Written problem
Reproduce the lines from the one containing "Given the screenshot below, find the bounding box of the bare" through the one containing "[146,168,178,185]", with both of those lines included.

(Region annotation entries)

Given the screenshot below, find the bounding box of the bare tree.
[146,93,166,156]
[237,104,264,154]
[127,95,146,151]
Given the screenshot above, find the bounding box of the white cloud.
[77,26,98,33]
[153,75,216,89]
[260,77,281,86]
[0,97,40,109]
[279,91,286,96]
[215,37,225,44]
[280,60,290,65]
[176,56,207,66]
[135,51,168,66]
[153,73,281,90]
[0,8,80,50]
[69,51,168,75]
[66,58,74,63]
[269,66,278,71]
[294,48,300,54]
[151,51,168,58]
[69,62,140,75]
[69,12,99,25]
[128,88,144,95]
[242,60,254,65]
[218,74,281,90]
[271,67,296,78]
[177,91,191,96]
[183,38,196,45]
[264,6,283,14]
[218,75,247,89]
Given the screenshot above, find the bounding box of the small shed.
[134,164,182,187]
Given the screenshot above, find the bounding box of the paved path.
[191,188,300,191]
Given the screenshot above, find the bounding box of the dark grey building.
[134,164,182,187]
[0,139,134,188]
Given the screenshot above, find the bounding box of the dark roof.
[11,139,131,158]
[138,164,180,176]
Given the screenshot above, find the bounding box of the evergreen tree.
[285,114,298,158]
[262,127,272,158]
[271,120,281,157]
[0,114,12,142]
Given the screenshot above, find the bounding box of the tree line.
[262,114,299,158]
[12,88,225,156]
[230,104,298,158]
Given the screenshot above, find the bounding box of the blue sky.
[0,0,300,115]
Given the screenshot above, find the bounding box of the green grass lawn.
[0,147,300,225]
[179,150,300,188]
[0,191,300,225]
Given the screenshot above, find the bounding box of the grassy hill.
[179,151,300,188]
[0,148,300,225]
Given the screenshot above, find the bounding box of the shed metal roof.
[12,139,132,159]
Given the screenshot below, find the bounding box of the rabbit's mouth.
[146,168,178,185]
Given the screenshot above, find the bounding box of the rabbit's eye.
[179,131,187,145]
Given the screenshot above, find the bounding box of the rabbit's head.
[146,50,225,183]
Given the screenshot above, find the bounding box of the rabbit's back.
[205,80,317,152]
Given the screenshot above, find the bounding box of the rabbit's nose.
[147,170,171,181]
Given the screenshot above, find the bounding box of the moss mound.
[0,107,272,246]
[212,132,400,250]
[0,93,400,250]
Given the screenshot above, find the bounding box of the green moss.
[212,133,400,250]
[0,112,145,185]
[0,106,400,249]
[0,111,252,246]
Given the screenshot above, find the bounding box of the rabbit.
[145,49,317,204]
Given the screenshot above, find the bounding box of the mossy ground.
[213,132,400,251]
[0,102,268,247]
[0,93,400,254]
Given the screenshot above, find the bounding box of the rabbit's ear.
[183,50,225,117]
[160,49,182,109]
...
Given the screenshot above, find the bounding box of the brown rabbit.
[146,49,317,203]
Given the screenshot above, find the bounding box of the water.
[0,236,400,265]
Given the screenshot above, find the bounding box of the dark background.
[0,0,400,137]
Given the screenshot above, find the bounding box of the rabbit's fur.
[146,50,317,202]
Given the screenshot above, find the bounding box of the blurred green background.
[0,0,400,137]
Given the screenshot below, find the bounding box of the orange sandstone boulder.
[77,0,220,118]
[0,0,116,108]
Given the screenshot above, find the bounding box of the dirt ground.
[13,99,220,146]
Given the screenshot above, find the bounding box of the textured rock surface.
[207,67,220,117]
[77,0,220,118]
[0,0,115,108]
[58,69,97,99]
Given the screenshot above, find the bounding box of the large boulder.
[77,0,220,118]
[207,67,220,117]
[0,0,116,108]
---
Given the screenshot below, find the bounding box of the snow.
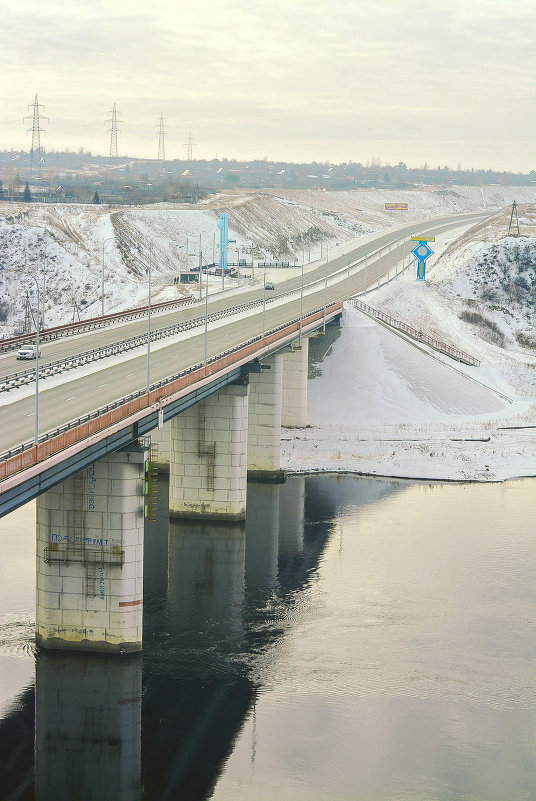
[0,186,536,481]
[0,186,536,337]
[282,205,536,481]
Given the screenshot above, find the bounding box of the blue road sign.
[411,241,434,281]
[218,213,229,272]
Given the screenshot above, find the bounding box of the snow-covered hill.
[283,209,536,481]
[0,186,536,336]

Solution to this problem
Given the screenshot below, find the bounding box of the bare tree.
[146,93,166,156]
[237,104,264,154]
[127,95,146,151]
Given the screenshot above, find the bounding box of the white cloud.
[77,26,98,33]
[153,75,216,89]
[260,77,281,86]
[0,97,40,109]
[279,91,286,96]
[215,37,225,44]
[280,60,290,65]
[176,56,207,66]
[135,51,168,66]
[153,73,281,90]
[0,8,80,50]
[69,51,168,75]
[66,58,74,63]
[269,66,278,71]
[294,48,300,54]
[151,51,168,58]
[69,62,140,75]
[69,12,99,25]
[128,88,144,95]
[242,60,254,65]
[218,74,281,90]
[271,67,296,78]
[177,91,191,96]
[183,38,196,45]
[264,6,283,14]
[218,75,247,89]
Given the screenshot above, find the bounding box of the small shed.
[134,164,182,187]
Given the screenshot above, find the bounding box of the paved path.
[191,188,300,191]
Given the screenshot above, find the bounding box of the dark grey building.
[134,164,182,187]
[0,139,134,188]
Given the screenshot above, find the bounding box of the dark roof.
[11,139,131,158]
[138,164,180,176]
Given the screenshot above, find the bounding box of the evergreen tree.
[285,114,298,158]
[262,127,272,158]
[271,120,281,157]
[0,114,12,142]
Given the screenshot above, find the bounding box of the tree line.
[262,114,299,158]
[12,88,225,156]
[230,104,298,158]
Given the screenshot above, find the bounding box of the blue sky.
[0,0,300,115]
Given the screenshot above, find the bounding box of the green grass lawn.
[0,147,300,225]
[179,150,300,188]
[0,191,300,225]
Given the screenshot above, find the bounding box of the grassy hill.
[179,151,300,188]
[0,148,300,225]
Given the screenshot above, find the bounding box of the shed metal roof.
[12,139,132,159]
Given the screenshot below, find the bounding box of the rabbit's mouth.
[146,168,178,185]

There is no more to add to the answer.